## TASK ITEM
Nothing but the lines from the one containing "of the sliding" through the one containing "the ceiling fan", both included, should be given again, each exactly as written below.

## EXCERPTED DATA
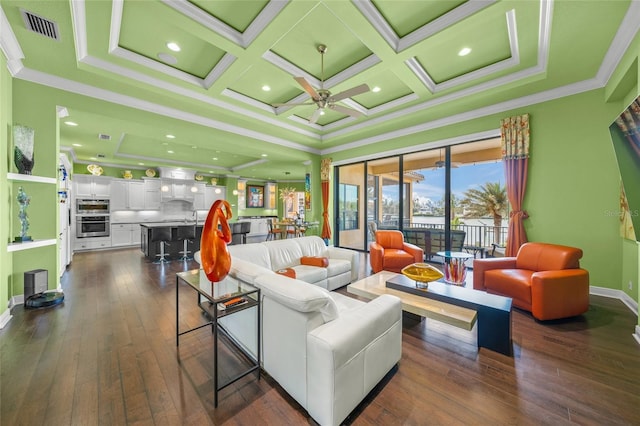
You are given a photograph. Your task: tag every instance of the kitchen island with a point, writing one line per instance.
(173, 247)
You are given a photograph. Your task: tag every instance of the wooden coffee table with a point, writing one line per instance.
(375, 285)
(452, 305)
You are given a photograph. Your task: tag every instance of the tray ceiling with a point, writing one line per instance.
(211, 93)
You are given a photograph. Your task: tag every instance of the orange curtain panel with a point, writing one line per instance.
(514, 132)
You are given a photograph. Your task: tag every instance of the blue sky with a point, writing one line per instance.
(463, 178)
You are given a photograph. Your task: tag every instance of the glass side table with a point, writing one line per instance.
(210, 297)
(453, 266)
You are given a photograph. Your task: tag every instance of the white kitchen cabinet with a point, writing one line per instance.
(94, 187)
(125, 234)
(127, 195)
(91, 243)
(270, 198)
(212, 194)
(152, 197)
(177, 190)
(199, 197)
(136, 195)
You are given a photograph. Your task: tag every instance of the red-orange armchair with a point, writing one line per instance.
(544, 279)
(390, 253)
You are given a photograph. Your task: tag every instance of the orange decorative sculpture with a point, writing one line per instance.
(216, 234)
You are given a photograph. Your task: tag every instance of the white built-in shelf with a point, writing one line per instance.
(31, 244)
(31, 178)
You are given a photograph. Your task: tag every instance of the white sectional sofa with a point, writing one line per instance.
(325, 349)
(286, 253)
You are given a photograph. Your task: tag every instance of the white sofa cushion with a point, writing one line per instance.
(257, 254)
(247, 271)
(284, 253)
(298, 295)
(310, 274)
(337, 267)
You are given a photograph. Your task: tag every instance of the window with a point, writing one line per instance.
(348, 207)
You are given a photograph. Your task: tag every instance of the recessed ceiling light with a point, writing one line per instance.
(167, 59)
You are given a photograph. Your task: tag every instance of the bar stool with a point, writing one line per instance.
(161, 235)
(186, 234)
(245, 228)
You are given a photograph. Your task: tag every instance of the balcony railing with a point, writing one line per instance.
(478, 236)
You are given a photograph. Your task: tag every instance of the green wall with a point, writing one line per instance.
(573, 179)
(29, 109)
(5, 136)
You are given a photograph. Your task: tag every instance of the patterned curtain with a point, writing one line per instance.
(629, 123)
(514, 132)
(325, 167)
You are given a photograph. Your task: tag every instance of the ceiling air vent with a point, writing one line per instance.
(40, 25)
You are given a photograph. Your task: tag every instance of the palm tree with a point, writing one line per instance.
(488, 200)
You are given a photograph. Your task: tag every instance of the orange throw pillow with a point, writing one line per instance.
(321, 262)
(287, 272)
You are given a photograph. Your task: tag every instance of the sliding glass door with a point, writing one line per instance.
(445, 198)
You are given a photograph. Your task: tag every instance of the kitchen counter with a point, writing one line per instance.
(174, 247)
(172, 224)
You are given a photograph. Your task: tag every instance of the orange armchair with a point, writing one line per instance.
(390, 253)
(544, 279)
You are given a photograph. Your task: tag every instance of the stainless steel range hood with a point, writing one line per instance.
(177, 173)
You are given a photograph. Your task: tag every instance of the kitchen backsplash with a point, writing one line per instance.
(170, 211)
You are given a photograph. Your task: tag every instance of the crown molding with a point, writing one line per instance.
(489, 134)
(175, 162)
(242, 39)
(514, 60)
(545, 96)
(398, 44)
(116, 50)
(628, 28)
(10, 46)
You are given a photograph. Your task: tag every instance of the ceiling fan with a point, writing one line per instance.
--
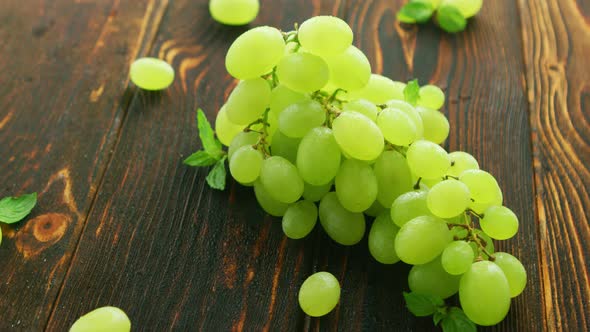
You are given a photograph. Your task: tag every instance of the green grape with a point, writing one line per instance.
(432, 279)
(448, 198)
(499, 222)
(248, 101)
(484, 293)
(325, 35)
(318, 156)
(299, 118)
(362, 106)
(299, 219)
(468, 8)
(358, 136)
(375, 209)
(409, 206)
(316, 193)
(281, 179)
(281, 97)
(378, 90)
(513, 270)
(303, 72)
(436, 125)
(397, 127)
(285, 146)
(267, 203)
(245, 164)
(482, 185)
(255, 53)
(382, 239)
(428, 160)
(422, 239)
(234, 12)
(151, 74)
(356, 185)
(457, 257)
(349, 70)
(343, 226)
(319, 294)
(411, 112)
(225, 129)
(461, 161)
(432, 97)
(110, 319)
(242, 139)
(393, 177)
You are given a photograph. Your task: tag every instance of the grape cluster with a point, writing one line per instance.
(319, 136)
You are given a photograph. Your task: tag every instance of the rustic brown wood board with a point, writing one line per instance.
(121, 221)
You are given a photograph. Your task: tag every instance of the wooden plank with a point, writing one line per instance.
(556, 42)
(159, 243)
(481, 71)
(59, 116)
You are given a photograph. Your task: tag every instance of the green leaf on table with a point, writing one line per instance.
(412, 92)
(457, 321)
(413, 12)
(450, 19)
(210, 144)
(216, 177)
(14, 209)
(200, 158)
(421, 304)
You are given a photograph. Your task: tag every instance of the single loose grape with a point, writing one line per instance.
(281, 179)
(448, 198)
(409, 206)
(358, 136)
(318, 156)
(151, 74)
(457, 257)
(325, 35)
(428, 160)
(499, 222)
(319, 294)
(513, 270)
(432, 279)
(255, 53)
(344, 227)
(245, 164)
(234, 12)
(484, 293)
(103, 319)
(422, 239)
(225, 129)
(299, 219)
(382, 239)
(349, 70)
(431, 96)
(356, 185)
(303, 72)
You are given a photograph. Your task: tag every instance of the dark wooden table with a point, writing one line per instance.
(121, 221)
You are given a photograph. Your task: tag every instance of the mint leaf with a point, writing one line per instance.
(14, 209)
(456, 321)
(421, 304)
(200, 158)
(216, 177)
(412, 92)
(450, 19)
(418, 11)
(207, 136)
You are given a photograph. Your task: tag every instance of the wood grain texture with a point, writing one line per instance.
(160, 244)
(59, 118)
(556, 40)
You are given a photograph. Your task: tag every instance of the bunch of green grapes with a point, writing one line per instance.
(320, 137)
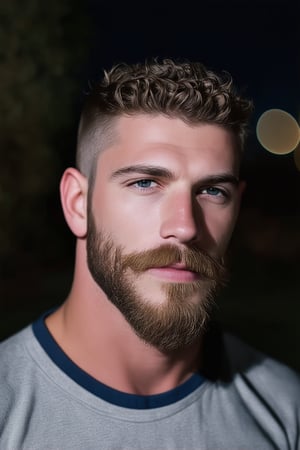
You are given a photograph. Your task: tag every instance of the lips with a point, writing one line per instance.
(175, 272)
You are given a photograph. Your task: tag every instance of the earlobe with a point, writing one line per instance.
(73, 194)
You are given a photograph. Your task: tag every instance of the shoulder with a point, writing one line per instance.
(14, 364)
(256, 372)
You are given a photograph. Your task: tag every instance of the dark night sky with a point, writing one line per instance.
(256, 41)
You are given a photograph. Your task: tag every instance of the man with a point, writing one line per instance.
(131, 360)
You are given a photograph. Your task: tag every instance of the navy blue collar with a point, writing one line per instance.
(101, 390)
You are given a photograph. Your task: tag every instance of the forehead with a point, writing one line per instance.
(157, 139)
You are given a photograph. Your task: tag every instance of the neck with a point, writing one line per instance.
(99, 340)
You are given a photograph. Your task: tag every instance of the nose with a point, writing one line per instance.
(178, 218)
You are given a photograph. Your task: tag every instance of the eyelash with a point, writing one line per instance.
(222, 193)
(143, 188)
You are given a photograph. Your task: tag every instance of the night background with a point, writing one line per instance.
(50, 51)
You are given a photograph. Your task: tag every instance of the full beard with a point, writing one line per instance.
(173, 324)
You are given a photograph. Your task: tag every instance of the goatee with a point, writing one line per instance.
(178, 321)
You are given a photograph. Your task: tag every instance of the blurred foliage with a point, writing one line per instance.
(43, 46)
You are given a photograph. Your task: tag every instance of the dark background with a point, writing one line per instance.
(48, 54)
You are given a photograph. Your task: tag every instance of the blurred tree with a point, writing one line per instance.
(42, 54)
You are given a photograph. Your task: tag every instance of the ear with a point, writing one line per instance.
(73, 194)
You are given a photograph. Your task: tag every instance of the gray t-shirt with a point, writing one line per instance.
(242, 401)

## WRITTEN RESPONSE
You are given a photograph. Your task: tag every instance of the sliding glass door with a point, writing one line per instance.
(445, 198)
You are given a photograph. Your task: tag every instance of the kitchen counter with a point, writing one line per instance.
(174, 247)
(172, 224)
You are given a photograph. Your task: tag every instance of the orange armchair with a point, writing one line per instance.
(390, 253)
(544, 279)
You are given a photograph. Your task: tag every instance of the stainless steel range hood with a point, writing one line per instance.
(177, 173)
You are given a photograph. Your task: tag every instance of the kitchen backsplash with a point, writing one line per instance.
(170, 211)
You are given a photograph. Your task: tag every instance of the crown molding with a point, writing one line per instance.
(489, 134)
(175, 162)
(242, 39)
(514, 60)
(545, 96)
(398, 44)
(116, 50)
(628, 28)
(10, 46)
You are given a photograph. Your task: tag every instance of the ceiling fan with a point, writing one line per instance.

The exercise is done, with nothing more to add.